* [Exercise objective] Copy everything in the data below, from the line containing "Note: in this practice we tag every instance of the grass" down to the end of the data, including the requests. Raise every coordinate in the answers by 25 and keep all other text unchanged.

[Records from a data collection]
--- Begin ---

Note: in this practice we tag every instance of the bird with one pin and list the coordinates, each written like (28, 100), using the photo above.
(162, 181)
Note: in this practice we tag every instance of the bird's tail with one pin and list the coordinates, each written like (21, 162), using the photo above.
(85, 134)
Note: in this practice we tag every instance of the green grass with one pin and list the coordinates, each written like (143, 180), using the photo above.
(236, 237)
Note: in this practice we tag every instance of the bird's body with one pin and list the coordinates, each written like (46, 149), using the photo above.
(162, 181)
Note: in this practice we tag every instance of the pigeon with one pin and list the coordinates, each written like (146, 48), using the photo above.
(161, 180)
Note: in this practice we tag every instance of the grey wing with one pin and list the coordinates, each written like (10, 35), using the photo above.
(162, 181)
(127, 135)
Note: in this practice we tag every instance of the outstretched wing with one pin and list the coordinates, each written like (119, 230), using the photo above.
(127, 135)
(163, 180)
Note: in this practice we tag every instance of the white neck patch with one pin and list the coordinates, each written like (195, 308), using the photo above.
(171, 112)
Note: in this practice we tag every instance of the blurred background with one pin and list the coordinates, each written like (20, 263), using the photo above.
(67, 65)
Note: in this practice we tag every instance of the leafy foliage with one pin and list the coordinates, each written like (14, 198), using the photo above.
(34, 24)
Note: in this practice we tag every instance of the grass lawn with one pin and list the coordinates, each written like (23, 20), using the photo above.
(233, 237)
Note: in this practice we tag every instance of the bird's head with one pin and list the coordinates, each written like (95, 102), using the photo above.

--- End ---

* [Written response]
Note: in this practice we tag every instance of the grass lawn with one pin and list the coordinates, each written like (23, 20), using the photo above.
(258, 262)
Note: in this practice we tag every instance of the bird's head with one pin and list the coordinates, each written like (95, 102), using the photo above.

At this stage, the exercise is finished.